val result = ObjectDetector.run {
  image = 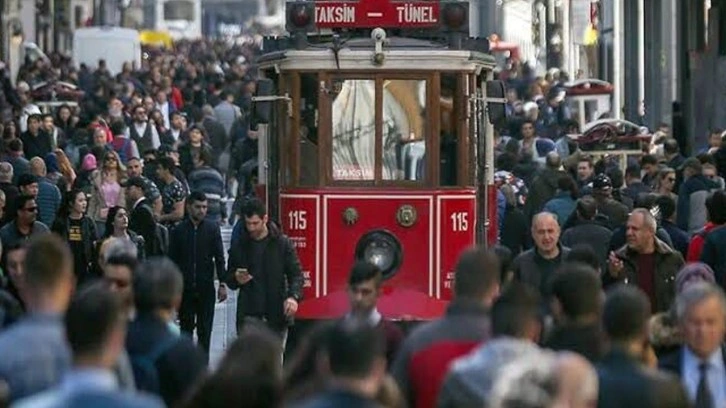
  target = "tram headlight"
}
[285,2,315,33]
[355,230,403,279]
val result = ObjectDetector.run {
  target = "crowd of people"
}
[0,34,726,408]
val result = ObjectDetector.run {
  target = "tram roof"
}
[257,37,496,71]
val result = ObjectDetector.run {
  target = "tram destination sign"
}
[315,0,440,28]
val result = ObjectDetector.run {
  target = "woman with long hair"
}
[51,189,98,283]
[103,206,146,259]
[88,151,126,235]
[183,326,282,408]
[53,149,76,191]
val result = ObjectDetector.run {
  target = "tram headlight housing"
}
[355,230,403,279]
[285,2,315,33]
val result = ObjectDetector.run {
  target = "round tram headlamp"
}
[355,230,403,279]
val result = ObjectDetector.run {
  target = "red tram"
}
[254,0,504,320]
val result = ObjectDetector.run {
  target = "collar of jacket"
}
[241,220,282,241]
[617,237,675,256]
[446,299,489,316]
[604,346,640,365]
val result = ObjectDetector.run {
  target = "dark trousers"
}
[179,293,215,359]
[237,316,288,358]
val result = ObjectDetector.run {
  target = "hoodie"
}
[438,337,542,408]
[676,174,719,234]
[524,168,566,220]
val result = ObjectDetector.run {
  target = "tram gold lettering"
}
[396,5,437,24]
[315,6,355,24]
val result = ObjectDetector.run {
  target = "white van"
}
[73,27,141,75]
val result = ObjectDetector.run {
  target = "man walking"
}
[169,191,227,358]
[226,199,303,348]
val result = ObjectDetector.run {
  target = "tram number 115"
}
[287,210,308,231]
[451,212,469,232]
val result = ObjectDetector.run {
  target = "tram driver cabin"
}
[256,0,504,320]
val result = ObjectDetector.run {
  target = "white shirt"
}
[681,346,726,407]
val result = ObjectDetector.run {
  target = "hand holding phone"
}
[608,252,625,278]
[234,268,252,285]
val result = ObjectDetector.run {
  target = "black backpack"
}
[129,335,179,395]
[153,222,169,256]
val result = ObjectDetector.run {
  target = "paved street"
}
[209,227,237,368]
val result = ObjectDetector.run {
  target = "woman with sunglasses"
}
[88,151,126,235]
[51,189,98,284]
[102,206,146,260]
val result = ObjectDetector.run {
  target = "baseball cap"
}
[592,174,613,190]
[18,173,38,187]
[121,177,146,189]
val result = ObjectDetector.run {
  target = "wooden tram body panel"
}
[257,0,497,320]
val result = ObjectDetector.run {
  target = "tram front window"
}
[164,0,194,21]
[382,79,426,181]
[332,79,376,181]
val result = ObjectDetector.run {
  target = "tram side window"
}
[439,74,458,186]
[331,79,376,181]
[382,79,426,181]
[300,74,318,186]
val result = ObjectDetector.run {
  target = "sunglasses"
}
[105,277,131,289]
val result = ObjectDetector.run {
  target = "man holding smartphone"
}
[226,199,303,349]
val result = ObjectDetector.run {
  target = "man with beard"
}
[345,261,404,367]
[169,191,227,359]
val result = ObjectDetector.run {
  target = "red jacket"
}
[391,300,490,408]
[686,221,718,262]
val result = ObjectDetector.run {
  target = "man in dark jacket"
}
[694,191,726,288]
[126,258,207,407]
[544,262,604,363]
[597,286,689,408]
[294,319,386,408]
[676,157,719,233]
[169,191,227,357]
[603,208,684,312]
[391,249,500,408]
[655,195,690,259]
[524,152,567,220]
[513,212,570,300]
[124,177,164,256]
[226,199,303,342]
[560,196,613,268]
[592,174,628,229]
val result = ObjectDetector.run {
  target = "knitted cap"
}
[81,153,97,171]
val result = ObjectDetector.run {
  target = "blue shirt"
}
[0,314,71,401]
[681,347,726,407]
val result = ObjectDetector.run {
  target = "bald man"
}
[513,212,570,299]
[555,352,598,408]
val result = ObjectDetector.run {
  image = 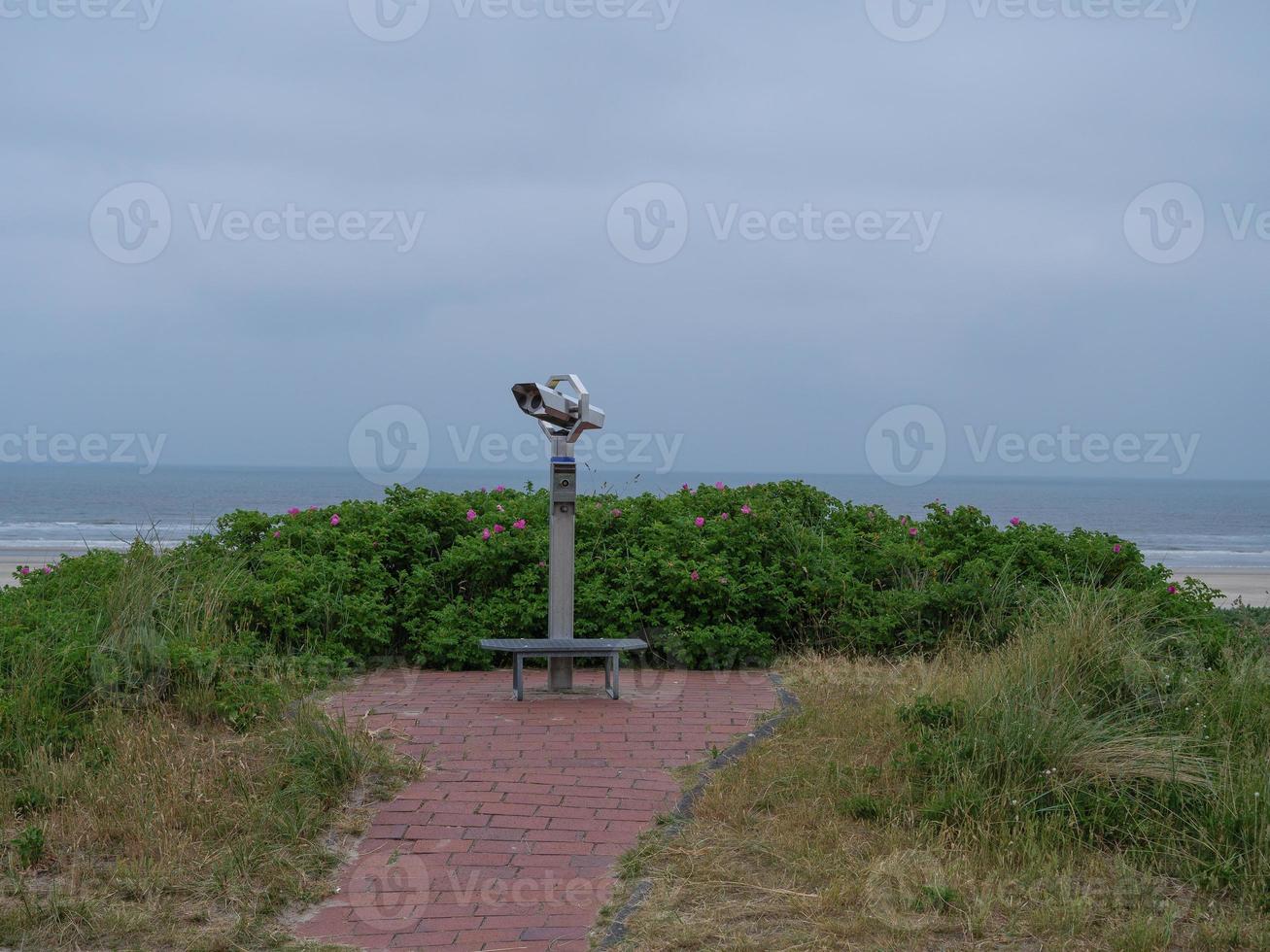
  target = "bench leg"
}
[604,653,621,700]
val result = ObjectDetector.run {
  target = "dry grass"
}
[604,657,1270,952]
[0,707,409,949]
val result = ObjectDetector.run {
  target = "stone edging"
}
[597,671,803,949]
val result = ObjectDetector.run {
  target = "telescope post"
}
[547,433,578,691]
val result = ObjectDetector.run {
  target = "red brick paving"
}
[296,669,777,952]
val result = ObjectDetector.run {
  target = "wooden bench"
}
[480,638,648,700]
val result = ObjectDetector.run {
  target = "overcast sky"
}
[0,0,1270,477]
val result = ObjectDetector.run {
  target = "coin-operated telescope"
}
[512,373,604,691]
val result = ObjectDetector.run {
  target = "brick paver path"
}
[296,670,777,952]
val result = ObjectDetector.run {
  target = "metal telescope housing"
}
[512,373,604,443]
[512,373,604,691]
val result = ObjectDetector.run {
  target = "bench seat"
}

* Directions for this task: Reproduce the material verbatim from its beginning through the line containing "[524,168,566,220]", including that line, and omit any pictures from your reproduction.

* Answer for the task:
val result = ObjectDetector.run {
  image = 
  target = "tram headlight"
}
[285,2,315,33]
[355,230,403,279]
val result = ObjectDetector.run {
  target = "crowd of people"
}
[0,34,726,408]
val result = ObjectDetector.run {
  target = "tram roof"
}
[257,37,496,71]
val result = ObjectDetector.run {
  target = "tram destination sign"
}
[315,0,440,28]
val result = ObjectDetector.run {
  target = "woman with long hair"
}
[51,189,98,283]
[103,206,146,259]
[88,151,126,235]
[183,326,282,408]
[53,149,76,191]
val result = ObjectDetector.run {
  target = "tram headlight housing"
}
[355,230,403,279]
[285,2,315,33]
val result = ObjectDetector.run {
  target = "round tram headlamp"
}
[355,230,403,279]
val result = ObjectDetector.run {
  target = "red tram"
}
[254,0,504,320]
val result = ObjectDetector.run {
  target = "collar of jacket"
}
[241,220,282,241]
[617,237,675,256]
[446,299,489,316]
[604,346,640,365]
val result = ObjectDetector.run {
  target = "dark trousers"
}
[179,293,215,359]
[237,316,288,358]
val result = ObjectDetector.run {
  target = "hoodie"
}
[438,337,542,408]
[676,174,719,234]
[524,168,566,220]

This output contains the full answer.